§ **QUESTÃO BREVE 1**
Mostre todas as linhas da listagem abaixo que contêm a palavra "fence". Considere a diferença entre maiúsculas e minúsculas.

§ **TRECHO**
::::::::

Se eu tentasse estudar sozinha, não conseguiria. O coletivo dá esse 'up'. Tenho professores que me representam e uma carga horária que atende minha realidade."
Agunna Valim, artesã
Desafios para o ensino superior
Para chegar ao ensino superior, uma pessoa trans enfrenta inúmeros desafios. Segundo dados da Antra (Associação Nacional de Travestis e Transexuais), 70% das pessoas trans e travestis não concluíram o ensino médio. Um outro levantamento, feito pela ONG Transgender Europe, apontou que o Brasil é o país que mais mata essa população.
O principal desafio é a violência, segundo Brume. "Não é só na escola, mas essa pessoa sofre violência na saúde e na rua e isso vai dificultar que ela termine a educação básica", diz a pesquisadora.
Ela diz que muitas pessoas trans conseguem concluir o ensino médio, porque no período escolar ainda não concluíram seu processo de reconhecimento.
Para a professora e integrante do IBTE (Instituto Brasileiro de Transformação pela Educação) Glendha Rocha, é uma forma de resistência para a população trans continuar realizando o Enem e ocupando outros espaços na sociedade.
"Temos um presidente que tenta excluir a qualquer momento nossa existência, que pode a qualquer momento retirar nossos direitos, e uma sociedade que deixa as pessoas constrangidas", afirma Glendha.
Ela enfatiza, assim como Brume, que faltam políticas afirmativas para essa população. "Fui a primeira pessoa a entrar com processo na UERN [Universidade do Estado do Rio Grande do Norte] para usar nome social dentro da universidade e sofri muito, porque as pessoas não querem que aquele lugar seja seu", conta.
Brume conta que em seu mestrado levantou que 34 instituições públicas possuem algum tipo de ação afirmativa para entrada de pessoas trans, "sendo a maioria exclusivamente em cursos de pós-graduação".
"Apenas seis contam com políticas afirmativas na graduação. Na prática é um processo extremamente burocrático, que exige uma série de questões, e as pessoas não conseguem acessar as universidades por essas políticas afirmativas."
Das unidades levantadas pela pesquisadora, 33 são universidades públicas e uma é o IFBA (Instituto Federal da Bahia).
Há ainda um complicador estrutural. A expectativa de vida no Brasil é, em média, de 75 anos, de acordo com o IBGE (Instituto Brasileiro de Geografia e Estatística). Mas, para uma pessoa trans, é de apenas 35 anos, segundo a União Nacional LGBT (Lésbicas, Gays, Bissexuais e Transexuais).

::::::::

Registros de apontamento de objetos nomeados:

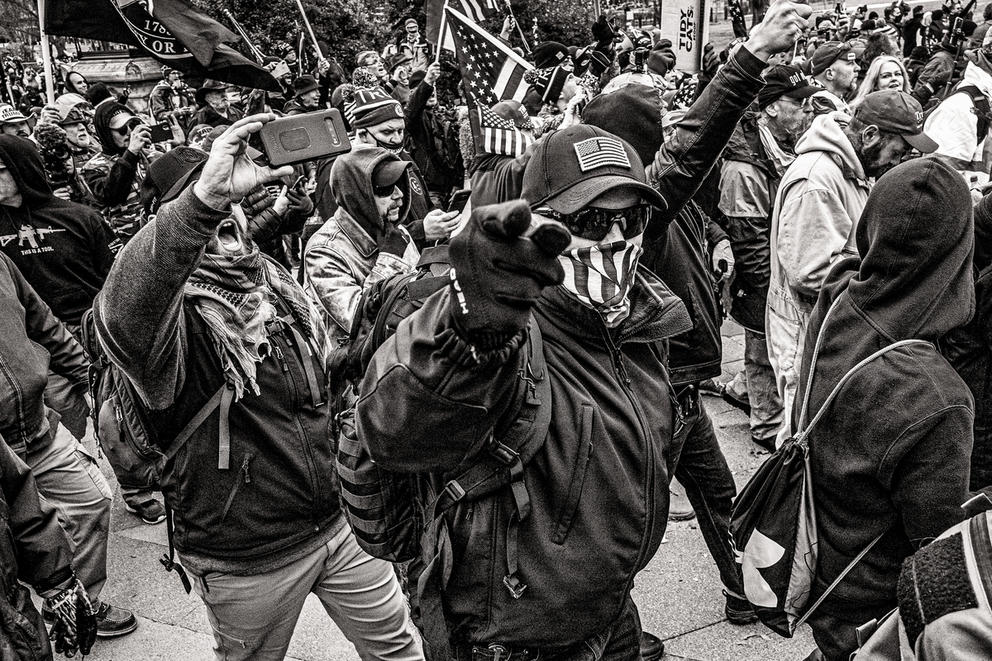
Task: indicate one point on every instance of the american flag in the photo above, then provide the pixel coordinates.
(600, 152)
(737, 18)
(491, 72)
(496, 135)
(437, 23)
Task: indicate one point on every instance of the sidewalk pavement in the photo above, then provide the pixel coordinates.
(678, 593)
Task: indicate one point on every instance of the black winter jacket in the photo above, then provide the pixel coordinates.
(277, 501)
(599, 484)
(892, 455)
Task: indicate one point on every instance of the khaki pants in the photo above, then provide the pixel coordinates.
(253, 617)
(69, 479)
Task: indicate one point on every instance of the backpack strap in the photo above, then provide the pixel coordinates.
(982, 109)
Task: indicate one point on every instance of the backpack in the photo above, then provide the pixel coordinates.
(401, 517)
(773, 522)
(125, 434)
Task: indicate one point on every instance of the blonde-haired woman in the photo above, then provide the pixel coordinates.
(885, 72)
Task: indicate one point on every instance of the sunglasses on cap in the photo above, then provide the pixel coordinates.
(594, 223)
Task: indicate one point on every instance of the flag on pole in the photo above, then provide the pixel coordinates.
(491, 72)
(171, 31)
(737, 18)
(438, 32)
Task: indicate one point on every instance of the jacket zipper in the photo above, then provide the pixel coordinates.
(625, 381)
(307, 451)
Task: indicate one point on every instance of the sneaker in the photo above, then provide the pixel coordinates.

::::::::

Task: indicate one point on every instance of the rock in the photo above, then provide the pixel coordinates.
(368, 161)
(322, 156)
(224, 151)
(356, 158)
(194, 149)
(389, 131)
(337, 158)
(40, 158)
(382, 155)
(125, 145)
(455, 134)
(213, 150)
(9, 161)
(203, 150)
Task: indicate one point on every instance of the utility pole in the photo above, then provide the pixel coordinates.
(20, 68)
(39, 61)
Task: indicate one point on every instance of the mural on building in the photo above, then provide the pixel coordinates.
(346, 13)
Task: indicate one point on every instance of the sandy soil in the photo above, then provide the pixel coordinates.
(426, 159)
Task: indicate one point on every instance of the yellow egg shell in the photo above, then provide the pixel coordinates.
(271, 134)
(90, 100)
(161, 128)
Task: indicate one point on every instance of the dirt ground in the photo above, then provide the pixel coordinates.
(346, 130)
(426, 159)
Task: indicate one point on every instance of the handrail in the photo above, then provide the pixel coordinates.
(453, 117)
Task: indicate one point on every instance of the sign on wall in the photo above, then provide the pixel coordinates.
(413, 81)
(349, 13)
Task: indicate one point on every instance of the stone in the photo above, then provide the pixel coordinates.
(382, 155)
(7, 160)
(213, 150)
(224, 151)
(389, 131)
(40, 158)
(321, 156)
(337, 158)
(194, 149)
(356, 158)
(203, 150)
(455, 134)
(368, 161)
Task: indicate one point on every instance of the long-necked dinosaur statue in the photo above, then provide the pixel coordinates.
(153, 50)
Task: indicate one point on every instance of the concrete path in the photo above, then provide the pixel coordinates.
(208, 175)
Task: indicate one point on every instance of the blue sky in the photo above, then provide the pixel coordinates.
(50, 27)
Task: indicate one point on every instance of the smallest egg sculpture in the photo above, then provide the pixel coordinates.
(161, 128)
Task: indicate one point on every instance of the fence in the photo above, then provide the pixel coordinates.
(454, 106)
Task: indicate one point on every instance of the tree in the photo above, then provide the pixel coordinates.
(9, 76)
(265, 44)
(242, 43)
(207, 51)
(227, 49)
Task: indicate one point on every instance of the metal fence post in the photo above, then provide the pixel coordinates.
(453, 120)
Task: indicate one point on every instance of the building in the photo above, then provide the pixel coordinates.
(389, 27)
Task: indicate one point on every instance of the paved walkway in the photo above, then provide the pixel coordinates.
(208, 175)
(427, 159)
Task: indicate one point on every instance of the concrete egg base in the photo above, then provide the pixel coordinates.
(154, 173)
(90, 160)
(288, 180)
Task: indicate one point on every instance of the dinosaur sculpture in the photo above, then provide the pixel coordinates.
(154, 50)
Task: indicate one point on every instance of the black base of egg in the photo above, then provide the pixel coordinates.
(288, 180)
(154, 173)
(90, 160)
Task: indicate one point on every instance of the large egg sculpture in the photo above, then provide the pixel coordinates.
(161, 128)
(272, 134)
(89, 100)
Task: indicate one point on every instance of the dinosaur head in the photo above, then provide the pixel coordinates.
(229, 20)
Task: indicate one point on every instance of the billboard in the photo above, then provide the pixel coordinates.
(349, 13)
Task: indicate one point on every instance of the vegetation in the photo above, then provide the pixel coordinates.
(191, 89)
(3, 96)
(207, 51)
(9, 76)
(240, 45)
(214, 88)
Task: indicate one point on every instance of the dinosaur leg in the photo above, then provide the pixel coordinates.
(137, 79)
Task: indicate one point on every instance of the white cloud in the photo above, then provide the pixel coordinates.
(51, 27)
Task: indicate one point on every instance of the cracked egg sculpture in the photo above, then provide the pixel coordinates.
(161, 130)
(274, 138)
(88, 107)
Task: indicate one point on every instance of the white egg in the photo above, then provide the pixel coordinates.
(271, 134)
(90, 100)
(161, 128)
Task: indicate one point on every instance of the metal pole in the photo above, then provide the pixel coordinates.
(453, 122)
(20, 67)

::::::::

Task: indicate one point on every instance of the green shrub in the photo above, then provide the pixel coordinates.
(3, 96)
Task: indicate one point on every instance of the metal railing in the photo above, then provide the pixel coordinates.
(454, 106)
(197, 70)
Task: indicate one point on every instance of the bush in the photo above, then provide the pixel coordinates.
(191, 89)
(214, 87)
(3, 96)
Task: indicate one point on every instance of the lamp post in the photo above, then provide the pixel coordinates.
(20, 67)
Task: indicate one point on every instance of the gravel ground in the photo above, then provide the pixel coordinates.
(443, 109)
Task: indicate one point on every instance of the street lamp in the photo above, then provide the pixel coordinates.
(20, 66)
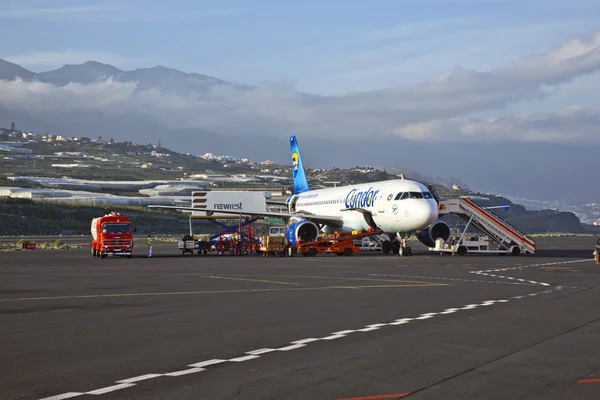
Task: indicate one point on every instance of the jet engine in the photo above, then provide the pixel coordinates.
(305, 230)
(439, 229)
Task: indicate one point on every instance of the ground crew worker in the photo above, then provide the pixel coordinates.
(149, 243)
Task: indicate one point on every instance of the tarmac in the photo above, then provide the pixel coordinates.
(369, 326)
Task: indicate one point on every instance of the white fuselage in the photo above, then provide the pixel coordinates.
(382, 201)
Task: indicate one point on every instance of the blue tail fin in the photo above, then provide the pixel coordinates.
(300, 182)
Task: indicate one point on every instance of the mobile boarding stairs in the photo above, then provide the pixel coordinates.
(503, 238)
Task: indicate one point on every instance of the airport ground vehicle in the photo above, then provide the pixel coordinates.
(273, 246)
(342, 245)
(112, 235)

::::::::

§ **QUESTÃO BREVE 2**
Com base no trecho acima, responda:
(a) Segundo a Antra, que porcentagem das pessoas trans e travestis não concluiu o ensino médio?
(b) Quantas instituições públicas com algum tipo de ação afirmativa para entrada de pessoas trans Brume levantou em seu mestrado?
(c) Qual é a expectativa de vida de uma pessoa trans, segundo a União Nacional LGBT?

§ **RESPOSTA COMPLETA 1**
Task: indicate one point on every instance of the fence in the photo above, then provide the pixel coordinates.
Task: indicate one point on every instance of the metal fence post in the photo above, then provide the pixel coordinates.

§ **RESPOSTA COMPLETA 2**
(a) 70%.
(b) 34 instituições.
(c) 35 anos.